— PASSAGE SOURCE —

Sur la demande IN LIMINE LITIS de COLUSSI sur la compétence territoriale du tribunal :

Dans ses écritures, COLUSSI demande au TAE de se déclarer territorialement incompétent au profit du tribunal judiciaire de Lyon.

En droit,

L’article 48 du code de procédure civile dispose que « toute clause qui directement ou indirectement déroge aux règles de compétence territoriales est réputée non écrite à moins qu'elle n'ait été convenue entre les personnes ayant toutes contracté en qualité de commerçant et qu'elle n'était été spécifiée de façon très apparente dans l'engagement de la partie à qui elle est opposée »

En l’espèce, Le tribunal relève :

Que le contrat de collaboration comporte 2 pages, signées et paraphées, et est accompagné des Conditions Générales d’Accompagnement, de 2 pages également, elles-mêmes signées et/ou paraphées.

— CONSIGNE 1 —
Extrayez chaque ligne des entrées qui contient le mot "light".
Les entrées n'ont aucun lien avec le passage.

— DONNÉES —
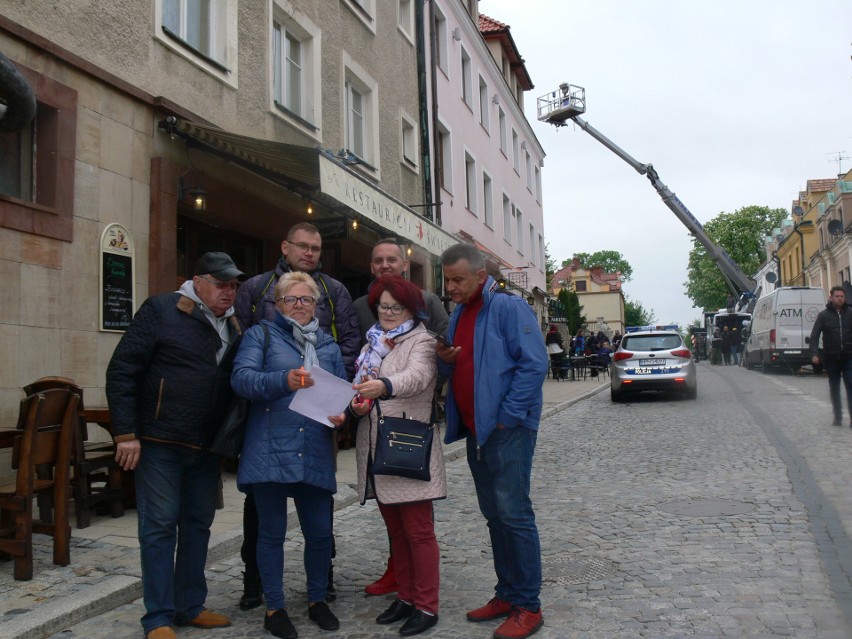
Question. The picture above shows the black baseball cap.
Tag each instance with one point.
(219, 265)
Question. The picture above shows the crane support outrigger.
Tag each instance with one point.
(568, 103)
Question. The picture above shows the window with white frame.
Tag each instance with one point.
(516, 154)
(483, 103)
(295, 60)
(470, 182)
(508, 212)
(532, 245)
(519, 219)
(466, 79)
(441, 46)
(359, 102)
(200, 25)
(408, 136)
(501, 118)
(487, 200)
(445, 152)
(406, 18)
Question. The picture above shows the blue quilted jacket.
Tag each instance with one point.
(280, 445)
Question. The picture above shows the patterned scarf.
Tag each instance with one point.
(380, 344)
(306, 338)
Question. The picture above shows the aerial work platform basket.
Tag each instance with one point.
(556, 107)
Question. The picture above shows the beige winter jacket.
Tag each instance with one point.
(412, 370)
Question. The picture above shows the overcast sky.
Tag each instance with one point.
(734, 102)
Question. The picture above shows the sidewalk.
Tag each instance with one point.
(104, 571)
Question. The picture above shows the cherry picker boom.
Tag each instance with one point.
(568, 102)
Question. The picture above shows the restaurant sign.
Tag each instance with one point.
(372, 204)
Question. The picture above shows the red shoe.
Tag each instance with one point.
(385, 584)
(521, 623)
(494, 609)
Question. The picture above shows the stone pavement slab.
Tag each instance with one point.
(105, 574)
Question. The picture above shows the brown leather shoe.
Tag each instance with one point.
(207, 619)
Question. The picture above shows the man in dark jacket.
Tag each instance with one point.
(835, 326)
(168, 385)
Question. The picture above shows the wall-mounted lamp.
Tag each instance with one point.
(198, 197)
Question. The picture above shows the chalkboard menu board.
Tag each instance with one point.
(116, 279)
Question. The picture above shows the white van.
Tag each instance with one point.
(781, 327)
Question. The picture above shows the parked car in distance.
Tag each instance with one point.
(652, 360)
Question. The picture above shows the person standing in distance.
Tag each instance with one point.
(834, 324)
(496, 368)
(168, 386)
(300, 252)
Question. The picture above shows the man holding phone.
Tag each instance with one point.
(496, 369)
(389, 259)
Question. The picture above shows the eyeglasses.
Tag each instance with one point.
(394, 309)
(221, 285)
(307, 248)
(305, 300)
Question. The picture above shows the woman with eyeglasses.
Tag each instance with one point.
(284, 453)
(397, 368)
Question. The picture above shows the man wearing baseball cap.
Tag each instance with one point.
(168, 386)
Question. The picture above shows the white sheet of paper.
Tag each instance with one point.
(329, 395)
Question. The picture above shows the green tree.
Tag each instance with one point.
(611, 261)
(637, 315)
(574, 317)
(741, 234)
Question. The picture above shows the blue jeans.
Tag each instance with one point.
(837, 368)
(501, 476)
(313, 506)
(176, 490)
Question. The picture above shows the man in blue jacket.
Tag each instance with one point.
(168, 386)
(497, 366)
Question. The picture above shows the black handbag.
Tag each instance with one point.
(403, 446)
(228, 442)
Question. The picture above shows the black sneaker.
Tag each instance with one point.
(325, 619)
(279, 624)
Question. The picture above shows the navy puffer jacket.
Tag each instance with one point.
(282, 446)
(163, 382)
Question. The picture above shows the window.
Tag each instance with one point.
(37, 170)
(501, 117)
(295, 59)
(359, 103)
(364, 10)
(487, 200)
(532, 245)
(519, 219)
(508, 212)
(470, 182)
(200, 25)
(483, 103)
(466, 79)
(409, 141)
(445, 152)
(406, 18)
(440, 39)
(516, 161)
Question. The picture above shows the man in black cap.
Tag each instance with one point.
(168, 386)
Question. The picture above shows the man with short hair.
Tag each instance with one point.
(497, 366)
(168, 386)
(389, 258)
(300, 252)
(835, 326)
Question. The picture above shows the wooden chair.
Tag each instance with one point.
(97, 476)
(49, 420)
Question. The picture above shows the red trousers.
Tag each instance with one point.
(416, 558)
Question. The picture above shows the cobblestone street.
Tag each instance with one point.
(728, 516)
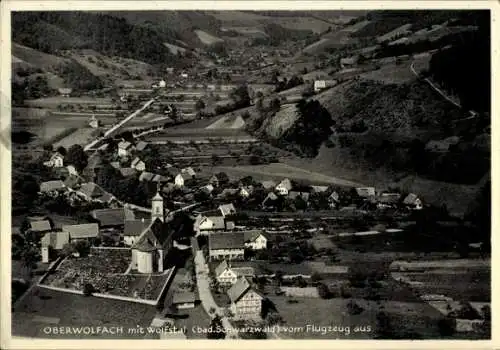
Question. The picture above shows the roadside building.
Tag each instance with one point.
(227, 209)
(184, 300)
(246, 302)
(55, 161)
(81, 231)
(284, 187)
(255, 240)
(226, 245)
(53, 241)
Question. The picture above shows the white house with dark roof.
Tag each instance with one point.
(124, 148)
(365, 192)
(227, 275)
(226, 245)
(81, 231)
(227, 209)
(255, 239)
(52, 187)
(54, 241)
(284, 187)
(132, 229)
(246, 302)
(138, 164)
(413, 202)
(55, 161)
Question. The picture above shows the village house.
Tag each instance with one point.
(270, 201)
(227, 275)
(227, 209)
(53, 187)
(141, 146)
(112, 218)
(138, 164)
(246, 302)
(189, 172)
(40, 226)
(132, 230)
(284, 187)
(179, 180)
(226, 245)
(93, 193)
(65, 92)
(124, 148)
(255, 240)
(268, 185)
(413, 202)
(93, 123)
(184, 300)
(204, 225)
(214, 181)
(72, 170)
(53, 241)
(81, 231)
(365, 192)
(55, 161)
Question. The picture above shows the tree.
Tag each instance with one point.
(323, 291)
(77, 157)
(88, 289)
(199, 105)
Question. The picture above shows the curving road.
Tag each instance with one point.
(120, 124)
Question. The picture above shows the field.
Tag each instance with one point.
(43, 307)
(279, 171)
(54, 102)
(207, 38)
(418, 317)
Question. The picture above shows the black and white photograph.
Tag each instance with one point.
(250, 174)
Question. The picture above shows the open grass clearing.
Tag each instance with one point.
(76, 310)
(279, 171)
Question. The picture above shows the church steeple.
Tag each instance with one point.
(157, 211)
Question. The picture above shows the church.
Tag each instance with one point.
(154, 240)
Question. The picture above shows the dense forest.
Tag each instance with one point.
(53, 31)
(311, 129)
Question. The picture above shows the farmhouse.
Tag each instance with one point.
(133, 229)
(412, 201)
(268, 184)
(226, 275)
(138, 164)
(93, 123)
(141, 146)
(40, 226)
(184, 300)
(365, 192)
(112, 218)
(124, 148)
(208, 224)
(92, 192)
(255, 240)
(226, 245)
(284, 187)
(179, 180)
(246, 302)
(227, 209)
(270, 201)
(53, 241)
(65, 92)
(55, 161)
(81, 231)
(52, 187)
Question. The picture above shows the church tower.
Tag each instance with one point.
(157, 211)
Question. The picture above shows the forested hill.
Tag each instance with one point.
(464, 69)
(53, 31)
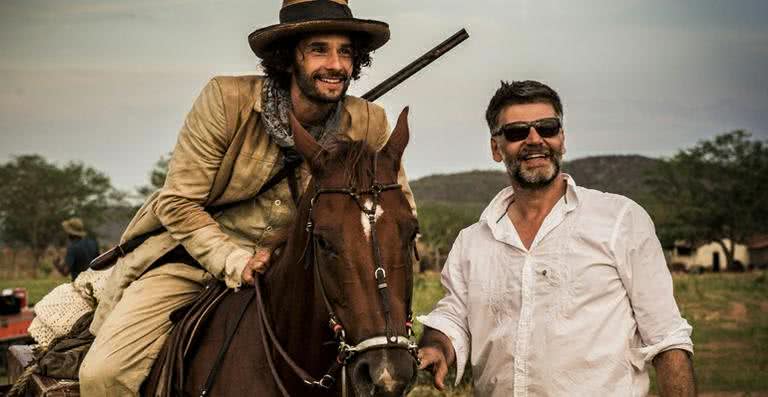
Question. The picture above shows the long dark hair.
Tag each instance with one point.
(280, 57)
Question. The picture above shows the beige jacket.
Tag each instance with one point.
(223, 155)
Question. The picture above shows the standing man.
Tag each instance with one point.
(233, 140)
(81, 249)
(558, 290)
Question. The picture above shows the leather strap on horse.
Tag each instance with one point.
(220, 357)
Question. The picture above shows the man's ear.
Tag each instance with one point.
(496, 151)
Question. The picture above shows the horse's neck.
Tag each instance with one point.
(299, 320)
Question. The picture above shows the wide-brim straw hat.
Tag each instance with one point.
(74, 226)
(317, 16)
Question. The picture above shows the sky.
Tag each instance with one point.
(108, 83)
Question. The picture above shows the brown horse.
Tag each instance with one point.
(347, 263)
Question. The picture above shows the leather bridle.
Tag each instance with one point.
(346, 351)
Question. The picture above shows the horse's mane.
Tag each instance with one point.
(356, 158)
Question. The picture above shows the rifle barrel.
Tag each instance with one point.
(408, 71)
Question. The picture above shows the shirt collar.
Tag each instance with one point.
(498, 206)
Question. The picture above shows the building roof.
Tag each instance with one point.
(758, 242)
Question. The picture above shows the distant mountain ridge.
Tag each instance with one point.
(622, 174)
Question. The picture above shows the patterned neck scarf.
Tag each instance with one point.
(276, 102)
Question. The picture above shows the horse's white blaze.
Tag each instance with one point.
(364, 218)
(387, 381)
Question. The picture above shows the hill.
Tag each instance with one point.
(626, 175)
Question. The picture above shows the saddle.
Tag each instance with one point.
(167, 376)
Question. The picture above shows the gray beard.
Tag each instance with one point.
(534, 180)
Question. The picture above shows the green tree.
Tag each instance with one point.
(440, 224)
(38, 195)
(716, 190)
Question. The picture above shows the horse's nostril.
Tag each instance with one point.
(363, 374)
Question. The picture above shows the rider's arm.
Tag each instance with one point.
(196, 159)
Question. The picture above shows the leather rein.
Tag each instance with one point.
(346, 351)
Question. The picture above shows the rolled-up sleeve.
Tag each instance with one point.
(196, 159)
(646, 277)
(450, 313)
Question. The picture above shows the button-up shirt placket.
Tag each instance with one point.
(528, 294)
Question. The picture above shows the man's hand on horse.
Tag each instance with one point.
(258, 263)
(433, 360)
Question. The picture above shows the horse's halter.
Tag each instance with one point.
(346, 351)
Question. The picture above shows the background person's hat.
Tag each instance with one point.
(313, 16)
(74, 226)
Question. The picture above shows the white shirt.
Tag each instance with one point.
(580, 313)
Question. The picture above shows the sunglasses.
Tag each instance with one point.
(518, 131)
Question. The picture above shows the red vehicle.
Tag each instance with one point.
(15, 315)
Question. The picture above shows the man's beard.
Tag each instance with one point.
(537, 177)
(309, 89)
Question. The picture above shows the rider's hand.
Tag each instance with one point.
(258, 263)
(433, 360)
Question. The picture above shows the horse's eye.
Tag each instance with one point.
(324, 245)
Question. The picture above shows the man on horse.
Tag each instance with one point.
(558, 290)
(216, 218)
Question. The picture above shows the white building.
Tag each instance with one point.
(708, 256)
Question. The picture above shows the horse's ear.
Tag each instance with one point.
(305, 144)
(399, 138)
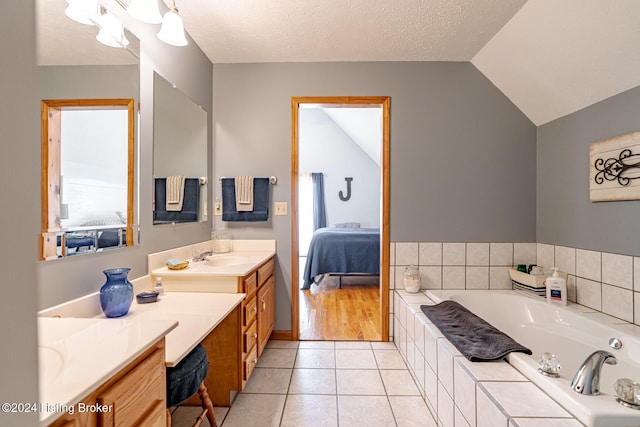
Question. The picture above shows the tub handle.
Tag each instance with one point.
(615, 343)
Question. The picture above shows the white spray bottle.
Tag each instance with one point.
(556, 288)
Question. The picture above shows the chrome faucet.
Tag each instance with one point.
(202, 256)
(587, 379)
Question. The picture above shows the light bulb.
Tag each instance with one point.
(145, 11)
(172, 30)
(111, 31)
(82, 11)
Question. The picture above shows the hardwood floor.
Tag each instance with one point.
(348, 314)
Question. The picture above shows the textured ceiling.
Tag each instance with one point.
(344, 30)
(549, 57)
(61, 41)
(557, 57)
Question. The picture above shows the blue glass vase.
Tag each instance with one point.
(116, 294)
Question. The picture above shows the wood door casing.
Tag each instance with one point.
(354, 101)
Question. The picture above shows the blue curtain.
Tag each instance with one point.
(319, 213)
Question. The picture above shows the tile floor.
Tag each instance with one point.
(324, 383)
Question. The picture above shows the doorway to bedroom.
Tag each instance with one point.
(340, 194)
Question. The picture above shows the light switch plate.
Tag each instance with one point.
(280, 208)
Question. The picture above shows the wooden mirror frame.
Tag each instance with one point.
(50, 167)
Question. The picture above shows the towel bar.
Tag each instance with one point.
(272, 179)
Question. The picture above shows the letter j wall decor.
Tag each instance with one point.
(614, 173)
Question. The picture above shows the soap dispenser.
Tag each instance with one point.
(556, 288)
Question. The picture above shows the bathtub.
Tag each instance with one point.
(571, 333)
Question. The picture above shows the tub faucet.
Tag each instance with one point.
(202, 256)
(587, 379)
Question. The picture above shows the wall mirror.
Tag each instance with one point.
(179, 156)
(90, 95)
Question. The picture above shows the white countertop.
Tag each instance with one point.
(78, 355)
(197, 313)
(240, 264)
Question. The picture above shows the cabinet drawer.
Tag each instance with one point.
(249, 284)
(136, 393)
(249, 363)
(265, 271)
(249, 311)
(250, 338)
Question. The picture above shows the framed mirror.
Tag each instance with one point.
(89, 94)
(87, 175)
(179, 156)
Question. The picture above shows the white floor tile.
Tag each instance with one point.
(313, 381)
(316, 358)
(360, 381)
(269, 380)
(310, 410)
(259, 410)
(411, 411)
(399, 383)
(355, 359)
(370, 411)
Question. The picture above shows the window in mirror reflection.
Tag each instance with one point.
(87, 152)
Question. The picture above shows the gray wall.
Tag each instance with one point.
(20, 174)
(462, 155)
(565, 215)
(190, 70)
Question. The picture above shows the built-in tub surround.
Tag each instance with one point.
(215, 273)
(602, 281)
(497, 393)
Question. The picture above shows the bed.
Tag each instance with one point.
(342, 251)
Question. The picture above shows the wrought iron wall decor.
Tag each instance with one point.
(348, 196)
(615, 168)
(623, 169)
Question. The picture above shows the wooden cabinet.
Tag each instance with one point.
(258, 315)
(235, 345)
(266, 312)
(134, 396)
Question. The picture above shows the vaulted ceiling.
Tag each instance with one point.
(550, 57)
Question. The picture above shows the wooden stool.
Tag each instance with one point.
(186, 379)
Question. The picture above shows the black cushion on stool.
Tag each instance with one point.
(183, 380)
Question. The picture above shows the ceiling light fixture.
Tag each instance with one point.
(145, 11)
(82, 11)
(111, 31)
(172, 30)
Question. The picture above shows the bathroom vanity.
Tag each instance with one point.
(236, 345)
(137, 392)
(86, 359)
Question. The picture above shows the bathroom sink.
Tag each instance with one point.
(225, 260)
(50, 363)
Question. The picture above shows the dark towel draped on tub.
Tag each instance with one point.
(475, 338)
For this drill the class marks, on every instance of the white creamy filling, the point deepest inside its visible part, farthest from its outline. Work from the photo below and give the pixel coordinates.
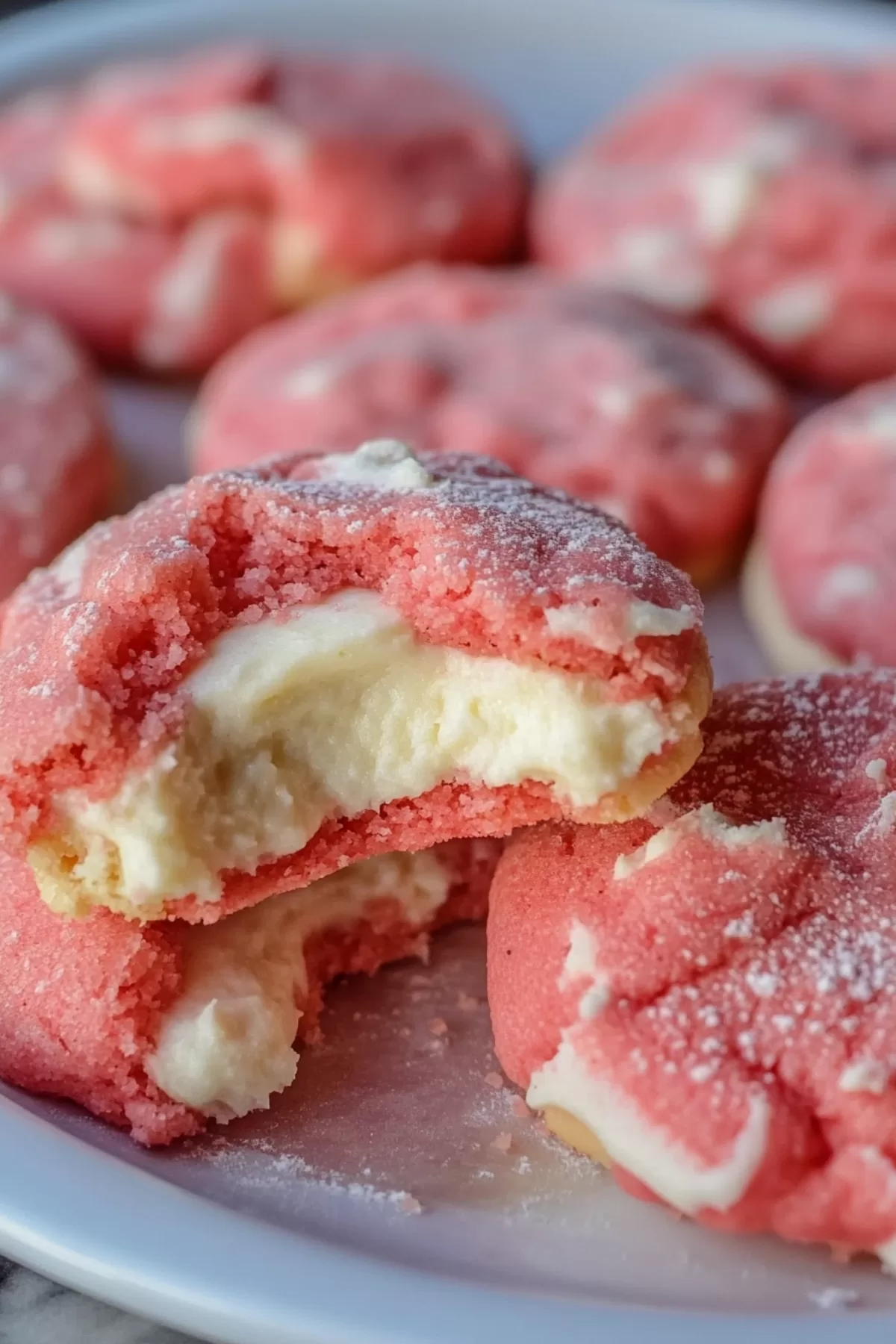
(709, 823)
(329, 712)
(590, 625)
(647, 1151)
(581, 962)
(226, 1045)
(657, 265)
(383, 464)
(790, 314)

— CONSIGNE 2 —
Extrayez du passage la portion comprise entre "Dans ses écritures, COLUSSI" et "signées et/ou paraphées.", bornes incluses.

— RÉPONSE COMPLÈTE 1 —
Question. The picture above shows the light bulb.
Question. The picture above shows the light switch plate.
Question. The picture above shows the ceiling light fixture.

— RÉPONSE COMPLÈTE 2 —
Dans ses écritures, COLUSSI demande au TAE de se déclarer territorialement incompétent au profit du tribunal judiciaire de Lyon.

En droit,

L’article 48 du code de procédure civile dispose que « toute clause qui directement ou indirectement déroge aux règles de compétence territoriales est réputée non écrite à moins qu'elle n'ait été convenue entre les personnes ayant toutes contracté en qualité de commerçant et qu'elle n'était été spécifiée de façon très apparente dans l'engagement de la partie à qui elle est opposée »

En l’espèce, Le tribunal relève :

Que le contrat de collaboration comporte 2 pages, signées et paraphées, et est accompagné des Conditions Générales d’Accompagnement, de 2 pages également, elles-mêmes signées et/ou paraphées.